++++ DATA SHOWN ++++

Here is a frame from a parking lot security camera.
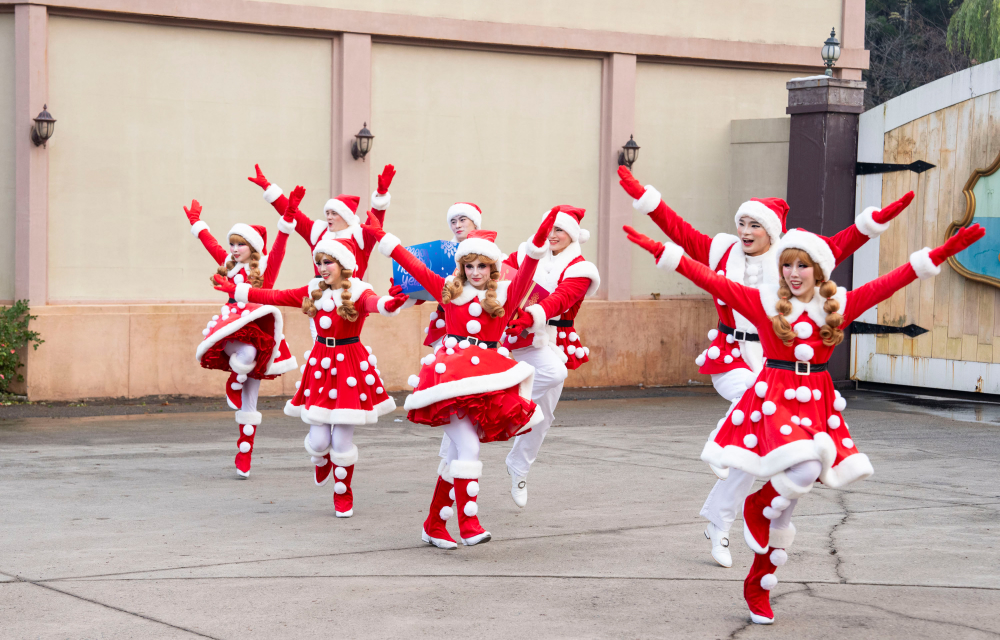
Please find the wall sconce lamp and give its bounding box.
[31,105,56,147]
[618,136,639,171]
[820,29,840,76]
[351,122,375,162]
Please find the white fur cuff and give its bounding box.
[451,460,483,480]
[910,247,941,280]
[854,207,889,238]
[233,282,251,302]
[191,220,208,238]
[264,184,283,204]
[372,191,389,211]
[236,411,261,427]
[524,240,549,260]
[656,242,684,271]
[378,233,400,258]
[375,296,403,317]
[632,184,663,214]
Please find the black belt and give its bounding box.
[719,320,760,342]
[444,333,500,349]
[764,358,827,376]
[316,336,361,347]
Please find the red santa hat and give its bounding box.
[542,204,590,244]
[448,202,483,229]
[323,194,361,227]
[455,229,503,264]
[736,198,788,244]
[226,222,267,254]
[313,236,358,271]
[778,229,841,281]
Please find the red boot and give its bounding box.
[451,460,492,547]
[236,411,261,478]
[303,434,333,487]
[330,445,358,518]
[420,460,458,549]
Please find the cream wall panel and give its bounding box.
[632,63,790,296]
[48,16,332,302]
[0,13,14,301]
[368,44,601,291]
[256,0,842,46]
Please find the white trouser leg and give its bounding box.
[701,469,754,531]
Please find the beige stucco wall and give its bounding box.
[0,13,14,300]
[47,16,331,302]
[254,0,842,46]
[632,63,790,296]
[368,44,601,290]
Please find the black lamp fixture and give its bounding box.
[618,136,639,171]
[820,29,840,76]
[31,105,56,147]
[351,122,375,162]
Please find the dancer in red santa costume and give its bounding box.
[496,205,601,507]
[216,228,408,518]
[625,225,986,624]
[247,164,396,279]
[184,200,298,478]
[366,209,558,549]
[618,167,913,567]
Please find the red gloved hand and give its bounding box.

++++

→ **TASK GOAL**
Please rewrite the lines above, swapping every "bounding box" for "box coordinates" and changing nothing else. Leave the pictures out of your answer.

→ **COMPLETED EXERCISE**
Here is a frame from a parking lot security camera.
Please find the wall sconce lamp and give its box coordinates.
[31,105,56,147]
[618,136,639,171]
[820,29,840,76]
[351,122,375,162]
Please find the white fur cuff and give its box coordinates.
[451,460,483,480]
[910,247,941,280]
[854,207,889,238]
[233,282,251,302]
[191,220,208,238]
[264,184,283,204]
[372,191,389,211]
[236,411,261,427]
[524,240,549,260]
[656,242,684,271]
[378,233,400,258]
[375,296,403,317]
[632,184,663,214]
Please find the black belt and give its box coordinates.
[719,320,760,342]
[444,333,500,349]
[764,358,827,376]
[316,336,361,347]
Please find the red santa hat and give its box coordinates.
[542,204,590,244]
[448,202,483,229]
[323,194,361,227]
[455,229,503,264]
[736,198,788,244]
[226,222,267,254]
[313,236,358,271]
[778,229,841,281]
Please find the red boot and give its box coordinates.
[451,460,492,547]
[236,411,261,478]
[303,434,333,487]
[330,445,358,518]
[420,460,458,549]
Please find the cream wall panel and give its box coordinates.
[632,63,790,296]
[48,16,332,302]
[0,13,14,301]
[368,44,601,291]
[256,0,842,46]
Please find the white trouser leg and give its box coordinates.
[701,469,754,531]
Please find the beige stucco wall and give its box coordinates.
[0,13,14,300]
[47,16,331,302]
[254,0,842,46]
[632,63,790,296]
[368,44,601,290]
Please find the black lamp fixture and give its box coordinates.
[618,136,639,171]
[820,29,840,76]
[31,105,56,147]
[351,122,375,162]
Please find the dancer in red santa costume and give its box coordinates.
[496,205,601,507]
[216,228,408,518]
[625,225,986,624]
[247,164,396,279]
[184,200,298,478]
[366,209,558,549]
[618,167,913,567]
Please find the red gloved hand and give its box coordinates.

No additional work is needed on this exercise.